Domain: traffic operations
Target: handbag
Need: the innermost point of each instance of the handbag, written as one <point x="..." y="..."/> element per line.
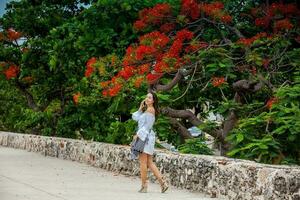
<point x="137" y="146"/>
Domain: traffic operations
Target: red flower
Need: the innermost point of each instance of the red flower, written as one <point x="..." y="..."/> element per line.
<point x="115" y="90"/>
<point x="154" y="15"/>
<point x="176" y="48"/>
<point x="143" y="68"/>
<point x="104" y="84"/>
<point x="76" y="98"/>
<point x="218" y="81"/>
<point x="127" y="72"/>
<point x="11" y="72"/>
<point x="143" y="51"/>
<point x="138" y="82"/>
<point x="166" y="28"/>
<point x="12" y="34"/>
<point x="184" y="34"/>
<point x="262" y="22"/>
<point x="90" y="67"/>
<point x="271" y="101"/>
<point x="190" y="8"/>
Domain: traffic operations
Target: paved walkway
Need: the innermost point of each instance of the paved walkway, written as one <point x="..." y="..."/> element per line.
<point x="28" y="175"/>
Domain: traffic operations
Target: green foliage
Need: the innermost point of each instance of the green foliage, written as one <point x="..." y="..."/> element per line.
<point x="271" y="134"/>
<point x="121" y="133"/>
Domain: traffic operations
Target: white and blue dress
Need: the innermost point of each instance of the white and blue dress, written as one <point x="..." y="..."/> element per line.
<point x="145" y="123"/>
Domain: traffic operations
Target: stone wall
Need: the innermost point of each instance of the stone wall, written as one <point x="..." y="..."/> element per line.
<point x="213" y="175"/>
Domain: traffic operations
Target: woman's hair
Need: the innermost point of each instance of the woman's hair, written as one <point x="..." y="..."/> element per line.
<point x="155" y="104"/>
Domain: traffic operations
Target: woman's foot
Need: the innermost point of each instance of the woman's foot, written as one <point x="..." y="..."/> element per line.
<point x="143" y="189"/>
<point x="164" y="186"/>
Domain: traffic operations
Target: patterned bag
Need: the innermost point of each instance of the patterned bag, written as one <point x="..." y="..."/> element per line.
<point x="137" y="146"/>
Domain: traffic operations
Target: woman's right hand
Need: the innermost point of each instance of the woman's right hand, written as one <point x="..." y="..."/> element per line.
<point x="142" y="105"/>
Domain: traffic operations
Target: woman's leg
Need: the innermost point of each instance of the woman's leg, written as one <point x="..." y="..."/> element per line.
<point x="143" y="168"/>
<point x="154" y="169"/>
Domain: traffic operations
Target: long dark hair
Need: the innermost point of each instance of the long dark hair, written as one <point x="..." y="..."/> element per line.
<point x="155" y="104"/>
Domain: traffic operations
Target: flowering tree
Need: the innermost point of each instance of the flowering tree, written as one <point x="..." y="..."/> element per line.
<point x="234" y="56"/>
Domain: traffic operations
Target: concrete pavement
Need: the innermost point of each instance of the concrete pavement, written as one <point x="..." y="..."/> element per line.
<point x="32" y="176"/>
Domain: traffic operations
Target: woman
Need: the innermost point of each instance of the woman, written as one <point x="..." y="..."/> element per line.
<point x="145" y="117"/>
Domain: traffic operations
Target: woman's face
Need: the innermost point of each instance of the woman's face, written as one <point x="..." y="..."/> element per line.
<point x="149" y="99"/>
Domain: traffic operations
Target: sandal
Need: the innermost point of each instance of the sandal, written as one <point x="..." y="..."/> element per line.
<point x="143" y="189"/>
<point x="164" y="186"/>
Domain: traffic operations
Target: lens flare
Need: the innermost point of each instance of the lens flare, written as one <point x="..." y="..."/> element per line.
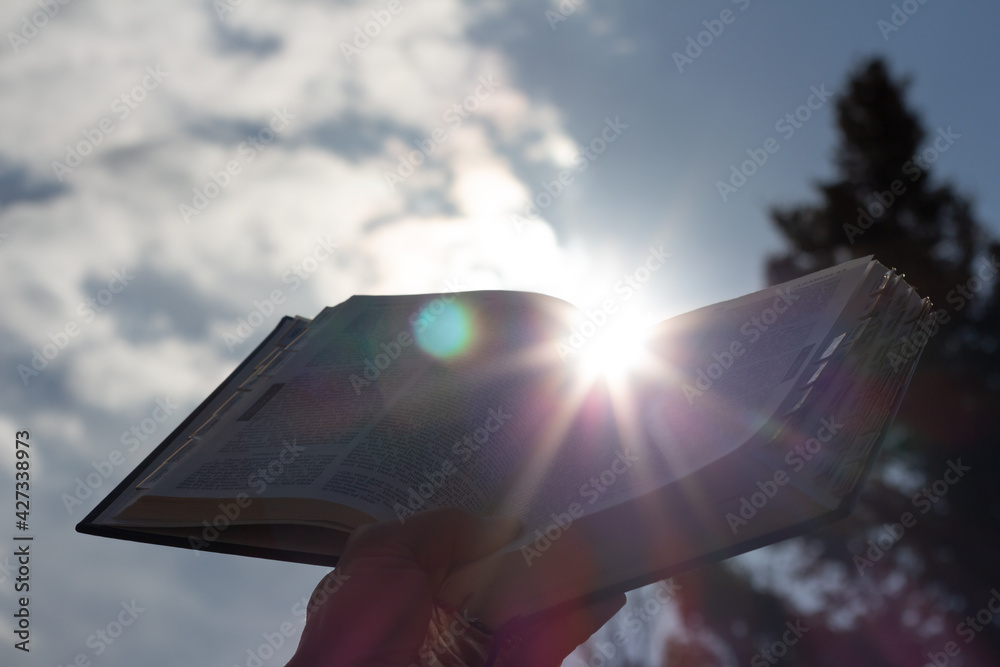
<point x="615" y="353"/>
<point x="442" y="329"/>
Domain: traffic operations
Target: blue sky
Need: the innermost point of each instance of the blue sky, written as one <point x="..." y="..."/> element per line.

__Problem statement__: With the pictures removed, return the full listing exactly as given.

__Solution__:
Domain: traffic operations
Target: handbag
Need: the innermost point of each instance of the handbag, written as one <point x="..." y="..."/> element per line.
<point x="137" y="146"/>
Domain: traffic operations
Target: red flower
Need: the innermost point of each instance of the red flower, written as one <point x="..." y="..."/> element per line.
<point x="115" y="90"/>
<point x="154" y="15"/>
<point x="176" y="48"/>
<point x="143" y="68"/>
<point x="104" y="84"/>
<point x="76" y="98"/>
<point x="218" y="81"/>
<point x="127" y="72"/>
<point x="11" y="72"/>
<point x="143" y="51"/>
<point x="138" y="82"/>
<point x="166" y="28"/>
<point x="12" y="34"/>
<point x="184" y="34"/>
<point x="262" y="22"/>
<point x="90" y="67"/>
<point x="271" y="101"/>
<point x="190" y="8"/>
Domain: traffic operations
Target: paved walkway
Need: the innermost point of each instance of the paved walkway, written as one <point x="..." y="..."/> element per line.
<point x="28" y="175"/>
Domain: traffic operations
Target: green foliage
Need: the innermost point of each instance of the green foliage, written as one <point x="..." y="..."/> element per line.
<point x="271" y="134"/>
<point x="121" y="133"/>
Domain: traffic operations
Target: white and blue dress
Need: the innermost point of each instance of the white and blue dress, written as one <point x="..." y="..."/> element per line.
<point x="145" y="123"/>
Domain: traffic operations
Target: stone wall
Need: the innermost point of each instance of the stone wall, written as one <point x="..." y="..."/> element per line.
<point x="213" y="175"/>
Domain: traffic operations
Target: woman's hair
Need: the innermost point of each instance of the woman's hair, written as one <point x="..." y="..."/> element per line.
<point x="155" y="104"/>
Domain: traffic operations
Target: woman's foot
Need: the innermost point of each instance of the woman's foot, written as one <point x="..." y="..."/> element per line.
<point x="143" y="189"/>
<point x="164" y="186"/>
Domain: traffic operations
Target: patterned bag
Need: the innermost point of each instance of the patterned bag, written as one <point x="..." y="..."/> element per line.
<point x="137" y="146"/>
Domain: traffic operations
Target: woman's right hand
Need: the innermost point of each instance of the woman's right hand, written as one <point x="..." y="..."/> element per line.
<point x="142" y="105"/>
Domain: traffic operations
Target: woman's leg
Need: the innermost point of each instance of the woman's leg, written as one <point x="..." y="..."/> element per line.
<point x="143" y="168"/>
<point x="154" y="169"/>
Domain: traffic operations
Target: long dark hair
Need: the innermost point of each instance of the long dark hair, written as one <point x="..." y="..."/> element per line.
<point x="155" y="104"/>
Domain: traffic operations
Target: flowering tree
Need: the innermost point of each instance of the flowering tree, written as one <point x="..." y="..."/> element per line.
<point x="234" y="56"/>
Domain: traffic operations
Target: concrete pavement
Need: the innermost point of each instance of the concrete pavement, written as one <point x="..." y="..."/> element per line.
<point x="32" y="176"/>
Domain: traffic operations
Target: woman
Need: the innermost point of each instance of the woman, written as one <point x="..." y="..."/> element per line.
<point x="145" y="117"/>
Domain: traffic operations
Target: woman's face
Need: the innermost point of each instance of the woman's face, written as one <point x="..." y="..."/> element per line.
<point x="149" y="99"/>
Domain: traffic operations
Target: sandal
Need: the innermost point of each instance of the sandal, written as one <point x="..." y="..."/> element per line.
<point x="143" y="189"/>
<point x="164" y="186"/>
Domain: traffic operations
Target: lens flare
Need: the innermost point of each instance of the lens flare, written as one <point x="..." y="..."/> element per line.
<point x="615" y="353"/>
<point x="442" y="329"/>
Domain: traffic operations
Target: blue sky
Need: the innermost point of each instance of the blue sky, written as one <point x="..." y="..."/> element per line.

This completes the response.